■ Description of the task: Reproduce the entries below exactly, but only from the line containing "column 171, row 367" to the line containing "column 528, row 42", inclusive.

Point-per-instance localization data
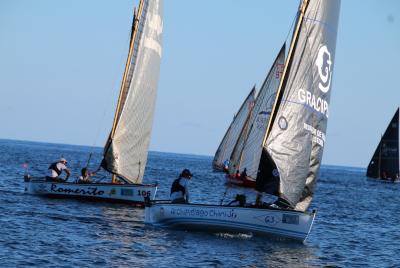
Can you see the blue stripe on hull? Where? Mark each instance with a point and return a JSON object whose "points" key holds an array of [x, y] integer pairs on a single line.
{"points": [[238, 226]]}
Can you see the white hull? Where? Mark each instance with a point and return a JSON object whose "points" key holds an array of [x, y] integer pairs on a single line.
{"points": [[129, 193], [266, 221]]}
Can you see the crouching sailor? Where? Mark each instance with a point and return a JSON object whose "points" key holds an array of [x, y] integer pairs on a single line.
{"points": [[179, 188], [55, 170]]}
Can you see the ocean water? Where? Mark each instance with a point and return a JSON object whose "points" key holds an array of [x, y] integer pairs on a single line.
{"points": [[357, 223]]}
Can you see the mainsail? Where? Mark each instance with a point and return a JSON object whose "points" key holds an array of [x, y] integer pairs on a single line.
{"points": [[295, 135], [250, 155], [385, 161], [125, 153], [231, 136]]}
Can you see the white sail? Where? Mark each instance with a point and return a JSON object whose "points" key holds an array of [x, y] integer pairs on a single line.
{"points": [[227, 144], [295, 142], [126, 151], [253, 145]]}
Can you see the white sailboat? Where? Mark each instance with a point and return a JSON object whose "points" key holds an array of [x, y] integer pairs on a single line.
{"points": [[126, 150], [384, 164], [293, 141]]}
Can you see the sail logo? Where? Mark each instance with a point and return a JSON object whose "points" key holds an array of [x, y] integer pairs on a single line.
{"points": [[279, 70], [324, 65]]}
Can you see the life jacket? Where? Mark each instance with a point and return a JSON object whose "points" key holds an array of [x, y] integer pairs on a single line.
{"points": [[54, 167], [177, 187]]}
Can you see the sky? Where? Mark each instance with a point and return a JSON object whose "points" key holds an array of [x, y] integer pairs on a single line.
{"points": [[61, 63]]}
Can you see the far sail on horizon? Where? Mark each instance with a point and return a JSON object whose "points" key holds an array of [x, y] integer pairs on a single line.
{"points": [[384, 163], [233, 132]]}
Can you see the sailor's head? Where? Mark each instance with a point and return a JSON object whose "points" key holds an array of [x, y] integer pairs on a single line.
{"points": [[186, 173]]}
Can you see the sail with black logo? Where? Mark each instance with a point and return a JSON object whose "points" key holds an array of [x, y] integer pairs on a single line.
{"points": [[295, 136], [234, 131], [292, 144], [385, 161]]}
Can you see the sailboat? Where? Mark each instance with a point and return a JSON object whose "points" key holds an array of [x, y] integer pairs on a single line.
{"points": [[293, 142], [384, 164], [247, 152], [126, 150], [233, 133]]}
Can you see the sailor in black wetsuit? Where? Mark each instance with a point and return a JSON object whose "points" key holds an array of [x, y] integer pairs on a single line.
{"points": [[179, 188], [55, 170]]}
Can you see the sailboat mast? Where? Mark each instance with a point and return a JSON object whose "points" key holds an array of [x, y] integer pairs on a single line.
{"points": [[136, 17], [379, 158], [279, 93], [135, 21]]}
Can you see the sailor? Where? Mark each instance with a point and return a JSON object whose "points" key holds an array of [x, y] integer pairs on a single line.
{"points": [[237, 174], [85, 176], [55, 170], [179, 188], [240, 200]]}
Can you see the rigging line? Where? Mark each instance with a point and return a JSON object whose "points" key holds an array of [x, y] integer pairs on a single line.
{"points": [[226, 191]]}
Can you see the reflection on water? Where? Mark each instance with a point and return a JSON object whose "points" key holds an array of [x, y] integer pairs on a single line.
{"points": [[45, 232]]}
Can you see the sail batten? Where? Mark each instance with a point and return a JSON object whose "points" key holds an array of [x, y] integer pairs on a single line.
{"points": [[232, 135], [125, 153], [295, 137]]}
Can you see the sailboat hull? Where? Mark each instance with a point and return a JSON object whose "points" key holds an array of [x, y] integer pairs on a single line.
{"points": [[122, 193], [277, 223]]}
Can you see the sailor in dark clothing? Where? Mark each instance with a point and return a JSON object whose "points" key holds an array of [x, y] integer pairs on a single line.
{"points": [[243, 175], [179, 188], [55, 170]]}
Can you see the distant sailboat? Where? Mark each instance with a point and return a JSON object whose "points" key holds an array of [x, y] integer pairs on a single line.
{"points": [[293, 142], [231, 136], [125, 153], [247, 152], [384, 164]]}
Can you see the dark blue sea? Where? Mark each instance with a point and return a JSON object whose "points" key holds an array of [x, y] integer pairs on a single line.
{"points": [[357, 223]]}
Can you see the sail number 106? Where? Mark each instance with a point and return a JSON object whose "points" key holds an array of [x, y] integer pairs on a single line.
{"points": [[144, 193]]}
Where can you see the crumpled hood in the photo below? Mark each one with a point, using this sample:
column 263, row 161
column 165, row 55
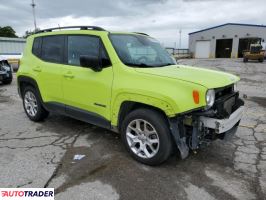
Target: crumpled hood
column 205, row 77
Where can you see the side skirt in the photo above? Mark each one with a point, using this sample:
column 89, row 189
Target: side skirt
column 79, row 114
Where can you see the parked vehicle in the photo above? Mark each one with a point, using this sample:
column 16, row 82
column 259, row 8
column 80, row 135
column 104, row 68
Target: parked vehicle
column 5, row 71
column 255, row 53
column 128, row 83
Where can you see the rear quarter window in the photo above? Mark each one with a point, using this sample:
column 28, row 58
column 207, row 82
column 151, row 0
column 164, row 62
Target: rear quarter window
column 36, row 47
column 53, row 48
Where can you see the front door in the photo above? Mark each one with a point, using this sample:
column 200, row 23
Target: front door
column 86, row 93
column 47, row 66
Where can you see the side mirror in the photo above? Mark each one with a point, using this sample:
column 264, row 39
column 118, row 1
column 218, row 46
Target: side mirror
column 90, row 61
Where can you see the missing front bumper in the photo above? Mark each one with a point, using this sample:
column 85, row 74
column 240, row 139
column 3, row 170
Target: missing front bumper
column 223, row 125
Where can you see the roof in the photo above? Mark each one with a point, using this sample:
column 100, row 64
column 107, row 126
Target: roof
column 237, row 24
column 12, row 39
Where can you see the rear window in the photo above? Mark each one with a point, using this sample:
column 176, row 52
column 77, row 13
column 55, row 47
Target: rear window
column 53, row 49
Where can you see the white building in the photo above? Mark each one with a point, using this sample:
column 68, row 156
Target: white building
column 226, row 40
column 12, row 47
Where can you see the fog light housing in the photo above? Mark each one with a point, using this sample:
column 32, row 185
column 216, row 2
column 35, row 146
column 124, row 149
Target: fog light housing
column 210, row 98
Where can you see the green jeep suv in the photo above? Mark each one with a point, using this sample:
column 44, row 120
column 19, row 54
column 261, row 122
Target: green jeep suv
column 128, row 83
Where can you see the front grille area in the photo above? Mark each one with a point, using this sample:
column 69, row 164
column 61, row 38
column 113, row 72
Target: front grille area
column 227, row 101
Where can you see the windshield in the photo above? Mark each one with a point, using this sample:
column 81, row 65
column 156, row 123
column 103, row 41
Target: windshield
column 140, row 51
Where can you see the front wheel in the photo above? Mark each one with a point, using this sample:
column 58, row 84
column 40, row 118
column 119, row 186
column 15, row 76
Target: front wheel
column 146, row 136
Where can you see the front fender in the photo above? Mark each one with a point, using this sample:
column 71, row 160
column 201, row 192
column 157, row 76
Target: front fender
column 166, row 106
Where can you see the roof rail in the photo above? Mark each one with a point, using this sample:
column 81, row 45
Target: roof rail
column 141, row 33
column 96, row 28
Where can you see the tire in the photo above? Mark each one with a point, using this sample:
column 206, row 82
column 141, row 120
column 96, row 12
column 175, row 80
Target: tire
column 142, row 145
column 32, row 105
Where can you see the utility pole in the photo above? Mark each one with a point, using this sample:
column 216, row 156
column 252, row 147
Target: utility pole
column 180, row 33
column 33, row 12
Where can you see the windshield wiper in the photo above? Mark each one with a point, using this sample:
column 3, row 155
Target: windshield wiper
column 165, row 64
column 138, row 65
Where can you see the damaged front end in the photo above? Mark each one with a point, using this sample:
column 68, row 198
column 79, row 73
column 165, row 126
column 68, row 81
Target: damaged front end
column 197, row 129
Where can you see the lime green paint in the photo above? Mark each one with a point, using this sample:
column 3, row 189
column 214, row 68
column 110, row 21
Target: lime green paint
column 168, row 88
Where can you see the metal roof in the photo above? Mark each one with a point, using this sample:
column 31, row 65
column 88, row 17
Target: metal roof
column 237, row 24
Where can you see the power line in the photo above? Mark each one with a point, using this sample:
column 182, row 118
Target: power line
column 33, row 12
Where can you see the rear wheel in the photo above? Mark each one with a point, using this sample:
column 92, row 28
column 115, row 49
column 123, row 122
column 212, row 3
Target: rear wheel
column 146, row 136
column 32, row 105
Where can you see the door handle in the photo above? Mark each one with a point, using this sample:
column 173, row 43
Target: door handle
column 37, row 69
column 68, row 75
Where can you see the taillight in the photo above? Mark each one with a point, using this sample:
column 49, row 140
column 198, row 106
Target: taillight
column 196, row 96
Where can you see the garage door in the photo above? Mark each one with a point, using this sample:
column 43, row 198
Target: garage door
column 202, row 49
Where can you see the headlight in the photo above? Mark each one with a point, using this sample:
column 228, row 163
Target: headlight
column 210, row 98
column 235, row 87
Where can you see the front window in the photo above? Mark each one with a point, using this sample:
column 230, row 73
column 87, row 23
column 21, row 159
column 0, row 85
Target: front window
column 140, row 51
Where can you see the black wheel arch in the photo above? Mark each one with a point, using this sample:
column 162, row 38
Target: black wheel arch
column 128, row 106
column 24, row 81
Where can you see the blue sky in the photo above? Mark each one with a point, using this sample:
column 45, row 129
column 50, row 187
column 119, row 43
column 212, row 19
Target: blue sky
column 161, row 19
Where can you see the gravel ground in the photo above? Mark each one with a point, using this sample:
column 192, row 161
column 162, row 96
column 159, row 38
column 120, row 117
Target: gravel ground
column 41, row 154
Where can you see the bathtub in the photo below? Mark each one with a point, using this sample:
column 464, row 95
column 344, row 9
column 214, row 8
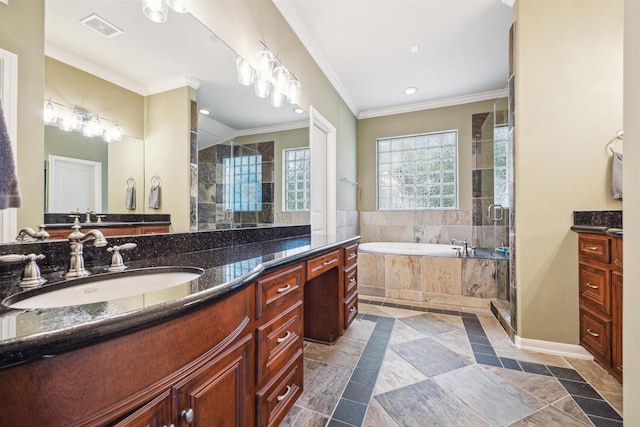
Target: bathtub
column 429, row 273
column 408, row 248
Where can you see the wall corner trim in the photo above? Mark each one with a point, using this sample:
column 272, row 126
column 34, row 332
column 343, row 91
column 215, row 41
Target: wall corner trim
column 551, row 347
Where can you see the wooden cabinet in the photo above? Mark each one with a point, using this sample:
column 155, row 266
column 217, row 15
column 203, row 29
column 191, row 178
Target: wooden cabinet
column 279, row 339
column 600, row 298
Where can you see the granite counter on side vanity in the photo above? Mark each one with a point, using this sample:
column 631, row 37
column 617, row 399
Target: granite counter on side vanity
column 229, row 260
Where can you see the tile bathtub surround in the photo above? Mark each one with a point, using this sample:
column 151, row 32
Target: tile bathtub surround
column 454, row 281
column 427, row 367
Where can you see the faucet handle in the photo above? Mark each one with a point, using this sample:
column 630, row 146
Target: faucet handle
column 117, row 263
column 31, row 277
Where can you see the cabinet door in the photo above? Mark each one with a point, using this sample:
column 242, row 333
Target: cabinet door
column 219, row 393
column 156, row 413
column 616, row 356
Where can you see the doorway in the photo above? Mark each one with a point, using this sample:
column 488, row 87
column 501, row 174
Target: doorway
column 322, row 147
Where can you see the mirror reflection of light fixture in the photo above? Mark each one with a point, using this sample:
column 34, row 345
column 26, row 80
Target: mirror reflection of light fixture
column 70, row 119
column 246, row 73
column 278, row 81
column 155, row 10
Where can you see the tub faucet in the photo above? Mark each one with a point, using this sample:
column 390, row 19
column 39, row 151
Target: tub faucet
column 464, row 243
column 27, row 232
column 76, row 240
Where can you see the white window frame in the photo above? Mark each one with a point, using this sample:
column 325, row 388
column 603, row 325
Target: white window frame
column 456, row 172
column 285, row 181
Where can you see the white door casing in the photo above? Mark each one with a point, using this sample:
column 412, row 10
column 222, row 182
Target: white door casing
column 322, row 147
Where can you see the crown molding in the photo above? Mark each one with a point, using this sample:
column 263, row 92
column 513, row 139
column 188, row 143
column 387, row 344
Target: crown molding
column 428, row 105
column 307, row 41
column 274, row 128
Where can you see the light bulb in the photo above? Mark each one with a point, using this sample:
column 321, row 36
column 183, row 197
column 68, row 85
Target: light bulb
column 155, row 10
column 293, row 92
column 246, row 74
column 265, row 64
column 180, row 6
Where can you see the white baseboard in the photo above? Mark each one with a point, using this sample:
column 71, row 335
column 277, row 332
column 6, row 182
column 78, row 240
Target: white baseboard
column 555, row 348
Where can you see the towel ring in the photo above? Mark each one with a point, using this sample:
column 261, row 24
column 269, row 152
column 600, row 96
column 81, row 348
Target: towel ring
column 156, row 180
column 619, row 135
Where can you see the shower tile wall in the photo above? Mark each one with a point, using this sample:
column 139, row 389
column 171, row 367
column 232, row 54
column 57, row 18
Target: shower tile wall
column 211, row 210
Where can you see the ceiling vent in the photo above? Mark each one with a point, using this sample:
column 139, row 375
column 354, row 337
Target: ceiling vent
column 101, row 26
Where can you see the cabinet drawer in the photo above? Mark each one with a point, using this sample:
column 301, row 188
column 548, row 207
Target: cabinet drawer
column 322, row 263
column 278, row 340
column 595, row 335
column 595, row 287
column 595, row 247
column 277, row 289
column 276, row 398
column 350, row 309
column 350, row 281
column 350, row 254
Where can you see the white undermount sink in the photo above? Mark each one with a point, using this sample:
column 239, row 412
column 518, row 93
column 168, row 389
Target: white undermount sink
column 103, row 287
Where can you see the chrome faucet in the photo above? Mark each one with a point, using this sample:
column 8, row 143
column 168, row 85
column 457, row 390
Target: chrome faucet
column 27, row 232
column 77, row 239
column 464, row 243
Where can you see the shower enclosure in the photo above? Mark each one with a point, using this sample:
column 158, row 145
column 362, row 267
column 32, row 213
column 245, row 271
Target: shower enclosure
column 493, row 200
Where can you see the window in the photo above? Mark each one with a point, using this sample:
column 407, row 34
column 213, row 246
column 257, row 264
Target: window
column 242, row 179
column 418, row 172
column 297, row 195
column 501, row 166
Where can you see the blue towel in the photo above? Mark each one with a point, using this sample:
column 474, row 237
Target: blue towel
column 9, row 192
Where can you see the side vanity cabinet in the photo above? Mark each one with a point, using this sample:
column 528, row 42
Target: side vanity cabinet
column 600, row 298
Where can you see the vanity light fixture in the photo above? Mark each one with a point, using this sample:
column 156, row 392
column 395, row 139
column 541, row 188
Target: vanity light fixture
column 70, row 119
column 158, row 10
column 270, row 76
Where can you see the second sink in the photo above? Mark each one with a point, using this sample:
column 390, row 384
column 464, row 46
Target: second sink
column 103, row 287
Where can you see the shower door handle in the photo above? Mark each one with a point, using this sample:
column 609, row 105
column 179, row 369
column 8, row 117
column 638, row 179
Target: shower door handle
column 495, row 213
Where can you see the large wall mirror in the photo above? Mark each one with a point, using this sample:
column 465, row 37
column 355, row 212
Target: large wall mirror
column 113, row 75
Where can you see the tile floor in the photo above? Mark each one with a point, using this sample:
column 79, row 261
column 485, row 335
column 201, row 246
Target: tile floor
column 400, row 365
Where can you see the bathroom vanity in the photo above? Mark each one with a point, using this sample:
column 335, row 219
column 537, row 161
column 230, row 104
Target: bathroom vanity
column 223, row 349
column 600, row 274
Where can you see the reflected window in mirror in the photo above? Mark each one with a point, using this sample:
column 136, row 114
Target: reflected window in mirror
column 297, row 174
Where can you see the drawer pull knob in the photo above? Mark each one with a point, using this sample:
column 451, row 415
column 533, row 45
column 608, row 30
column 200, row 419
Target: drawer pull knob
column 187, row 415
column 284, row 396
column 282, row 339
column 286, row 288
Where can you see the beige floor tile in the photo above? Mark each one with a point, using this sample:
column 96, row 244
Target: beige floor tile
column 544, row 388
column 396, row 372
column 345, row 352
column 614, row 399
column 377, row 417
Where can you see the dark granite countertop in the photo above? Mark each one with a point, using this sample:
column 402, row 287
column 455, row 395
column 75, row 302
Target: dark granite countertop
column 598, row 222
column 44, row 333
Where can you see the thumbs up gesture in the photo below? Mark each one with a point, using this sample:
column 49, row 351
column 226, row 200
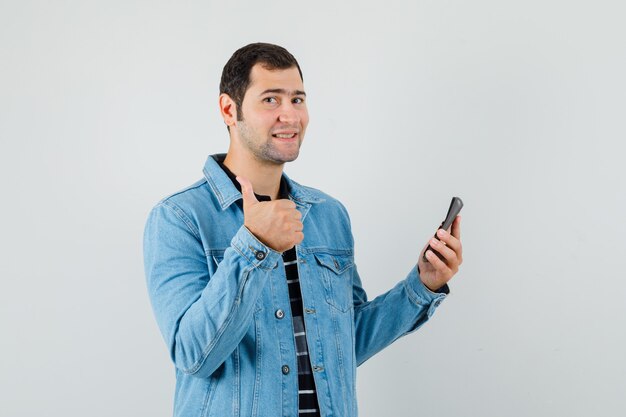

■ Solution for this exercise:
column 171, row 367
column 232, row 54
column 57, row 18
Target: shower tile wall
column 211, row 210
Where can you see the ceiling vent in the photo above? Mark each one with a point, using this sample:
column 139, row 375
column 354, row 337
Target: ceiling vent
column 101, row 26
Where can you see the cabinet drawer in the photo above? Mark each one with a point, using this sample:
column 301, row 188
column 548, row 207
Target: cabinet drawer
column 322, row 263
column 278, row 340
column 595, row 335
column 595, row 287
column 595, row 247
column 277, row 289
column 276, row 398
column 350, row 309
column 350, row 281
column 350, row 254
Where can you see the white undermount sink in the photo above? Mark each one with a point, using this sample:
column 239, row 412
column 518, row 93
column 168, row 389
Target: white undermount sink
column 103, row 287
Where can you see the chrome faucet in the photo above? Mark each one with a point, using this sample:
column 8, row 143
column 168, row 85
column 457, row 390
Target: chrome faucet
column 27, row 232
column 77, row 239
column 464, row 243
Where can you see the shower enclosure in the photo above? Mark each one with a point, using this sample:
column 158, row 145
column 362, row 267
column 32, row 213
column 245, row 271
Target: shower enclosure
column 493, row 200
Where can you see the window in the photo above? Mark each one with a point, using this sample:
column 407, row 34
column 213, row 246
column 257, row 264
Target: window
column 242, row 179
column 418, row 172
column 297, row 195
column 501, row 166
Where can you see the blue towel in the photo above? Mark each one with a point, using this sample:
column 474, row 237
Target: blue towel
column 9, row 192
Where can you see the side vanity cabinet in the photo above? Mark each one with a point, using this sample:
column 528, row 42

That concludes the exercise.